Depois de uma fase de escassez de insumos e de kits de testes rápidos, a produção global começa a se normalizar. A expectativa é de que a partir de maio os testes comecem a chegar ao país em grandes volumes com entregas regulares.

 

— Como a China passou a exigir certificado de boas práticas de seus fabricantes, alguns fecharam e quem tinha pedido ficou sem receber. Mas agora o mercado está se equilibrando, com novos fornecedores na Coreia do Sul, Europa, Estados Unidos e Canadá — diz Carlos Eduardo Gouvêa, presidente-executivo da CBDL.

Primeira empresa a obter registro de testes rápidos de coronavírus junto à Anvisa, a Celer está recebendo 800 mil kits da fabricante chinesa Wondof neste fim de semana. O lote já está todo vendido: vai para WEG, BR Foods, Shell, entre outras.

Cliente da Wondof há sete anos, a Celer também ajudou na importação dos 2,5 milhões de kits do mesmo fabricante e que foram doados pela Vale para o Ministério da Saúde.

— A partir do final de maio, vamos receber mais 1 milhão de kits a cada dez dias, até chegar a 8 milhões — diz Denilson Rodrigues, presidente da Celer.

Com a recomendação para a realização de testes a cada 15 dias, as empresas têm encomendado quatro kits por colaborador, para um horizonte de dois meses.

— As empresas não vão necessariamente testar todos os funcionários, mas os mais expostos e que tiveram contato com pessoas que desenvolveram a doença ou suspeita de terem contraído — diz Gouvêa, da CBDL.

Sob a consultoria de um epidemiologista, a Marfrig comprou 3 mil kits de testes rápidos e pretende adquirir mais nas próximas semanas. Além do uso próprio, a Marfrig também doou R$ 7,5 milhões para a compra de 100 mil testes pelo Ministério da Saúde.

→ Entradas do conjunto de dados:
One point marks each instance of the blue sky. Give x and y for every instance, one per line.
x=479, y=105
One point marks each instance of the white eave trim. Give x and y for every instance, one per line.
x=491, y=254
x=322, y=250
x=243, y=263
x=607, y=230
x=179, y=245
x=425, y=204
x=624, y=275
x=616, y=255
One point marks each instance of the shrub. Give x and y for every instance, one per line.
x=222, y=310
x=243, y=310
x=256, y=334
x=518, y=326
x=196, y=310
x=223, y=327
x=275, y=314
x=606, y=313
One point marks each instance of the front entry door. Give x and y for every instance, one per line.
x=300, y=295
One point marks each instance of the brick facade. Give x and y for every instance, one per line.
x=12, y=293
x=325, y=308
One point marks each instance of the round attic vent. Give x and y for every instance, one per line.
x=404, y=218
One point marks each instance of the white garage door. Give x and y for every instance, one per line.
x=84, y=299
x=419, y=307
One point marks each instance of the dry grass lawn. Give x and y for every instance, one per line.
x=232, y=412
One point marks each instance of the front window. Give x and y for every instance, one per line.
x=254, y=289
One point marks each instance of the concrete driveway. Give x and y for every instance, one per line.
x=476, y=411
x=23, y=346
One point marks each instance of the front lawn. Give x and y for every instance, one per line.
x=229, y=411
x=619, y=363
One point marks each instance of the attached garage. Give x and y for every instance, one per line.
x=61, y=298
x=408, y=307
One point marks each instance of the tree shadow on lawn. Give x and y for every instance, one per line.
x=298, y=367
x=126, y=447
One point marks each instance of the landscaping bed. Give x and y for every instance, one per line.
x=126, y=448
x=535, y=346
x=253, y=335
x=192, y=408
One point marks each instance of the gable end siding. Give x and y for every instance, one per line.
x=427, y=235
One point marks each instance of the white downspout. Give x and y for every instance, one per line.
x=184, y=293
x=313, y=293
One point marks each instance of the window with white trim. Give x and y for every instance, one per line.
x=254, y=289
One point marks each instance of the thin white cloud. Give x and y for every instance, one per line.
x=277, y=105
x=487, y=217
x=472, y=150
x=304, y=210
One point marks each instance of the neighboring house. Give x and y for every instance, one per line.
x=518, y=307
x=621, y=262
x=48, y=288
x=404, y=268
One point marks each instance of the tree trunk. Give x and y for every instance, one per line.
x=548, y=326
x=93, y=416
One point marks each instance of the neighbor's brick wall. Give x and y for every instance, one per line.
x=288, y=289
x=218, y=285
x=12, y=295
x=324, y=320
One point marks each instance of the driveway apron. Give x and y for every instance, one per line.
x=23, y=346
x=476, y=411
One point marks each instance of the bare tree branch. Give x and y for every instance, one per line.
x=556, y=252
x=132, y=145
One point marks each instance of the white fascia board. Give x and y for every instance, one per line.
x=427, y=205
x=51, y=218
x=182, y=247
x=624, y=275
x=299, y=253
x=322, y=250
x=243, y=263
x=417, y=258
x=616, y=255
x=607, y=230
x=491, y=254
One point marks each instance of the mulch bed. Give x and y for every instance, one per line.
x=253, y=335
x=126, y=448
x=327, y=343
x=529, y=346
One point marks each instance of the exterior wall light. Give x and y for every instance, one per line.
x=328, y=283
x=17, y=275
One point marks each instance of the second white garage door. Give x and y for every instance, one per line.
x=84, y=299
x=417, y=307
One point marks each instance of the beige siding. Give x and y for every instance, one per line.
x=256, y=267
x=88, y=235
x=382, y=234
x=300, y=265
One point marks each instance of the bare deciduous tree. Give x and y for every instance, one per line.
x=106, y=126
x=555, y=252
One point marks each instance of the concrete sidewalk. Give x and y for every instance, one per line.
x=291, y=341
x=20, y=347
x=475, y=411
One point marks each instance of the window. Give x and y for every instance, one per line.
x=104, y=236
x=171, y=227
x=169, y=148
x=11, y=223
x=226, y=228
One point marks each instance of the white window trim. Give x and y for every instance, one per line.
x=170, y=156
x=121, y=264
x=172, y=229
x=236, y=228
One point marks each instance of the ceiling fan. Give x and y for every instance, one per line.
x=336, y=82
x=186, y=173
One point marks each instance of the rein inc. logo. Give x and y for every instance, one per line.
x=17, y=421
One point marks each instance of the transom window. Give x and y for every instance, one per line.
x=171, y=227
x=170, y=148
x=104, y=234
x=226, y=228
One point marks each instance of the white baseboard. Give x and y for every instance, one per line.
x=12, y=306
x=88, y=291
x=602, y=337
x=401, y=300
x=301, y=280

→ Exercícios:
• 1. Responda com base no texto sobre os testes rápidos:
(a) Quantos kits a Celer está recebendo da Wondof neste fim de semana?
(b) Há quantos anos a Celer é cliente da Wondof?
(c) Qual valor a Marfrig doou para o Ministério da Saúde comprar testes?
• 2. Repita o trecho do texto sobre os testes rápidos que começa em "Sob a consultoria" e termina em "pelo Ministério da Saúde.", sem alterar nada.

→ Respostas por tarefa:
• 1.
(a) 800 mil kits.
(b) Há sete anos.
(c) R$ 7,5 milhões.

• 2.
Sob a consultoria de um epidemiologista, a Marfrig comprou 3 mil kits de testes rápidos e pretende adquirir mais nas próximas semanas. Além do uso próprio, a Marfrig também doou R$ 7,5 milhões para a compra de 100 mil testes pelo Ministério da Saúde.